# [What you should do]
Edit the records below so that "mitre" becomes "miter" wherever it occurs and nothing else changes. Omit the pictures from what you give back.

# [Material supplied]
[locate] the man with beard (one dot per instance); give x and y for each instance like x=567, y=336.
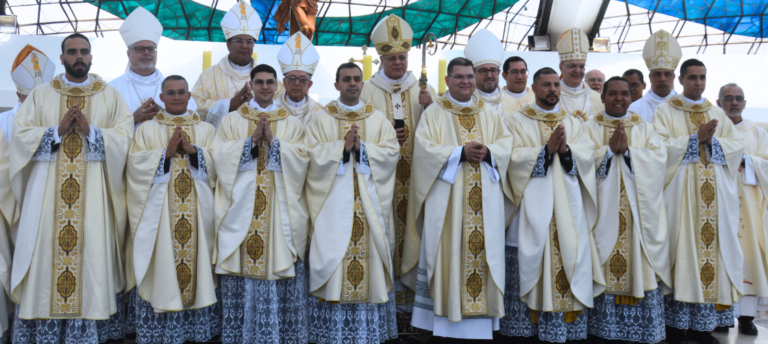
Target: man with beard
x=704, y=152
x=140, y=84
x=70, y=144
x=353, y=155
x=516, y=76
x=661, y=53
x=576, y=97
x=552, y=173
x=486, y=53
x=753, y=196
x=298, y=59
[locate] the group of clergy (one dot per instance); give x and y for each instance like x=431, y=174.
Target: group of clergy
x=242, y=208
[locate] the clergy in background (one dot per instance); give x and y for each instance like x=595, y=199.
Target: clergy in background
x=704, y=151
x=515, y=73
x=68, y=153
x=140, y=84
x=576, y=97
x=753, y=195
x=398, y=95
x=31, y=68
x=170, y=176
x=454, y=245
x=353, y=155
x=661, y=53
x=630, y=233
x=261, y=219
x=552, y=173
x=298, y=60
x=487, y=54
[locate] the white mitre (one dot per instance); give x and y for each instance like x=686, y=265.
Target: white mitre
x=484, y=47
x=572, y=45
x=31, y=68
x=662, y=51
x=141, y=25
x=241, y=19
x=298, y=53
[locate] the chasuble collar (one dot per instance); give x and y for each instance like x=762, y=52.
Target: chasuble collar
x=95, y=85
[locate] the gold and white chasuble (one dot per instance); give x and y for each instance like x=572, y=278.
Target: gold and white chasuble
x=261, y=212
x=399, y=101
x=702, y=203
x=630, y=233
x=753, y=199
x=67, y=261
x=171, y=215
x=557, y=211
x=351, y=205
x=455, y=232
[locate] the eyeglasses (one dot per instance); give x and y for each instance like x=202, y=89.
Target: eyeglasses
x=293, y=80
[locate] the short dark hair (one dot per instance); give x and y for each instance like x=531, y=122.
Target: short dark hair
x=171, y=78
x=459, y=61
x=690, y=63
x=74, y=35
x=347, y=65
x=634, y=72
x=512, y=59
x=263, y=68
x=543, y=71
x=615, y=78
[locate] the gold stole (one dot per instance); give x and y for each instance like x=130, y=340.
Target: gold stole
x=69, y=207
x=182, y=206
x=254, y=251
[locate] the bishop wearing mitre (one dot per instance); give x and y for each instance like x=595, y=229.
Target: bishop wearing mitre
x=68, y=152
x=454, y=245
x=630, y=232
x=261, y=219
x=353, y=154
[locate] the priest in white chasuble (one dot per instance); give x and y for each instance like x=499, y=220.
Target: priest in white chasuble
x=68, y=153
x=397, y=94
x=576, y=98
x=704, y=151
x=353, y=155
x=298, y=59
x=261, y=219
x=630, y=232
x=170, y=174
x=454, y=245
x=753, y=195
x=552, y=173
x=661, y=53
x=487, y=54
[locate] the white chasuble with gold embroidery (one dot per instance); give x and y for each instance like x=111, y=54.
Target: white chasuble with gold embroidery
x=351, y=206
x=701, y=200
x=557, y=211
x=68, y=259
x=630, y=233
x=171, y=216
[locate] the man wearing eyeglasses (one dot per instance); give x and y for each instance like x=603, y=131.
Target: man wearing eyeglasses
x=140, y=84
x=576, y=97
x=516, y=76
x=486, y=52
x=752, y=181
x=298, y=59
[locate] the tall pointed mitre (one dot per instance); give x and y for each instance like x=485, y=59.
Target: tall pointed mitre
x=484, y=47
x=392, y=35
x=572, y=45
x=298, y=53
x=141, y=25
x=31, y=68
x=241, y=19
x=662, y=51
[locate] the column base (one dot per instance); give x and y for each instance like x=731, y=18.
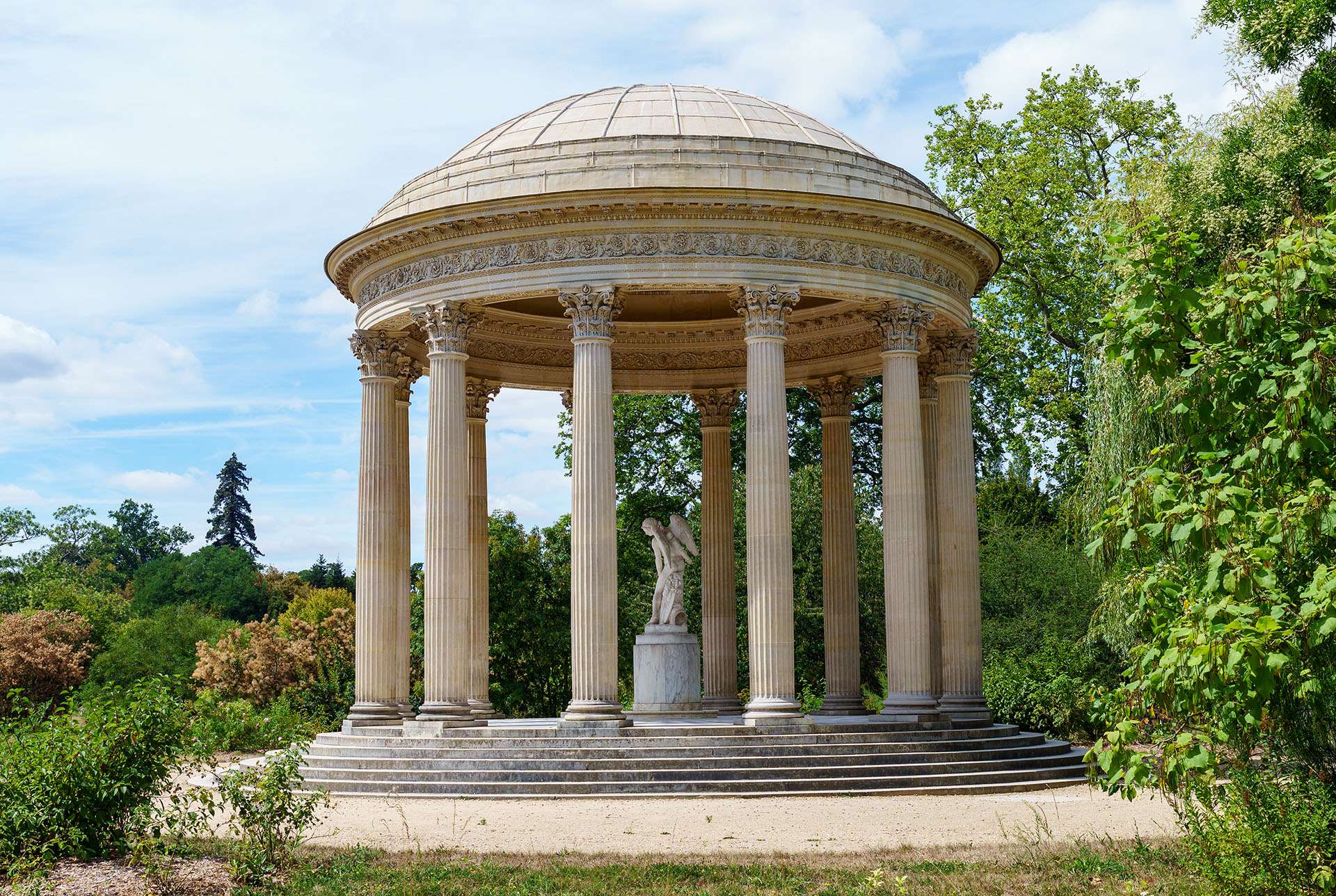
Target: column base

# [Output]
[locate] the man with beard (one dot per instance); give x and y for each instance like x=567, y=336.
Target: man with beard
x=704, y=152
x=140, y=84
x=70, y=144
x=353, y=155
x=516, y=76
x=661, y=53
x=576, y=97
x=552, y=173
x=486, y=53
x=753, y=196
x=298, y=59
[locate] the group of clergy (one dot per instance); give x and y for each instance like x=431, y=174.
Target: group of clergy
x=242, y=208
[locate] the clergy in background (one dot per instance); give x and y for each instance like x=595, y=199.
Target: clergy in background
x=704, y=151
x=515, y=73
x=68, y=153
x=140, y=84
x=576, y=97
x=753, y=195
x=398, y=95
x=31, y=68
x=170, y=176
x=454, y=245
x=353, y=155
x=661, y=53
x=630, y=233
x=261, y=219
x=552, y=173
x=298, y=60
x=487, y=54
[locate] the white miter (one dot per instance); give x and y for each instance like x=686, y=265.
Target: white miter
x=484, y=47
x=572, y=45
x=31, y=68
x=662, y=51
x=141, y=25
x=241, y=19
x=298, y=53
[locate] the chasuble collar (one dot per instance); give x and y for each instance like x=762, y=52.
Target: chasuble collar
x=95, y=85
[locate] the gold and white chasuble (one dot per instance); give x and y for each instance like x=572, y=278.
Target: gold and white chasuble
x=261, y=212
x=399, y=101
x=702, y=203
x=630, y=233
x=753, y=199
x=67, y=261
x=171, y=215
x=557, y=211
x=351, y=205
x=455, y=232
[locate] the eyeglasses (one dot per instance); give x and y for each instance like x=202, y=89.
Target: eyeglasses
x=293, y=80
[locate] the short dark hair (one dot per instance); give x and y for each instance like x=531, y=122.
Target: short dark hair
x=171, y=78
x=459, y=61
x=690, y=63
x=74, y=35
x=347, y=65
x=634, y=72
x=512, y=59
x=263, y=68
x=543, y=71
x=615, y=78
[locate] the gold stole (one dot per instance); give x and y for each instance like x=130, y=340.
Target: gold stole
x=69, y=207
x=182, y=206
x=254, y=251
[locate] the bishop wearing miter (one dot per instance); give x and y for each instance like x=595, y=229.
Target: bishop wearing miter
x=68, y=152
x=454, y=245
x=630, y=232
x=261, y=219
x=353, y=154
[locate] the priest in white chasuble (one dot per instance); give x and y for each instance like x=499, y=220.
Target: priest in white chasuble
x=68, y=153
x=397, y=94
x=576, y=98
x=704, y=151
x=353, y=155
x=298, y=59
x=261, y=219
x=630, y=232
x=170, y=174
x=454, y=245
x=753, y=195
x=552, y=173
x=661, y=53
x=487, y=54
[locate] the white chasuble with gold embroidery (one dot per instance); give x and y for each instance like x=111, y=54.
Target: white chasuble with gold embroidery
x=351, y=206
x=701, y=200
x=557, y=211
x=68, y=259
x=630, y=233
x=171, y=216
[locate] the man wearing eyeglasses (one dot per instance); give x and y for each instance like x=603, y=131.
Target: man wearing eyeglasses
x=140, y=84
x=576, y=97
x=516, y=76
x=486, y=52
x=752, y=181
x=298, y=59
[locate] the tall pointed miter (one dot per instance); give x and y for each instance like x=485, y=59.
Target: tall pointed miter
x=484, y=47
x=392, y=35
x=572, y=45
x=298, y=53
x=141, y=25
x=31, y=68
x=241, y=19
x=662, y=51
[locate] the column base (one dot per instance); give x and y for each instance like x=731, y=18.
Target: column base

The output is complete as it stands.